Work to do:
Arrange the records below as a two-column CSV with the headers "request" and "response": one row for each record, with its text in the first field and its answer in the second. Put each field in double quotes, turn any line breaks into spaces, and leave out the pictures.

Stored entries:

-------------------------

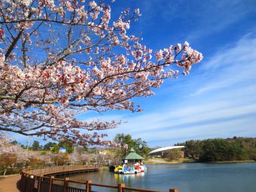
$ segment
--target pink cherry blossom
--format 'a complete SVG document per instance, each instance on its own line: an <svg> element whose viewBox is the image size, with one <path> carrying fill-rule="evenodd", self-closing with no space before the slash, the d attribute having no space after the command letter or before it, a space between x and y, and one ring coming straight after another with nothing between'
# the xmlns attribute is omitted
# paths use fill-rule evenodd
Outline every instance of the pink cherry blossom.
<svg viewBox="0 0 256 192"><path fill-rule="evenodd" d="M86 4L87 3L87 4ZM108 145L99 130L120 122L81 121L87 111L142 111L136 97L187 75L202 54L188 42L155 51L128 35L140 10L111 20L102 1L0 2L0 131L81 145ZM172 67L172 68L171 68Z"/></svg>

-------------------------

Worked solution:
request,response
"$ segment --target pink cherry blossom --format 'a complete SVG document per instance, each instance on its own line: an <svg> element whose viewBox is the image size, with one <path> carrying fill-rule=""evenodd"", self-closing with no space before the slash, the d attribute having no space after the command letter or before it, a space between x and y, and one ring coming straight after another with nothing between' # the xmlns attribute is omitted # paths use fill-rule evenodd Outline every instance of the pink cherry blossom.","<svg viewBox=""0 0 256 192""><path fill-rule=""evenodd"" d=""M86 4L87 3L87 4ZM108 145L99 130L120 122L81 121L87 111L142 111L136 97L187 75L202 54L188 42L155 51L128 35L140 10L111 20L102 1L0 2L0 131L81 145ZM172 67L172 68L171 68Z""/></svg>"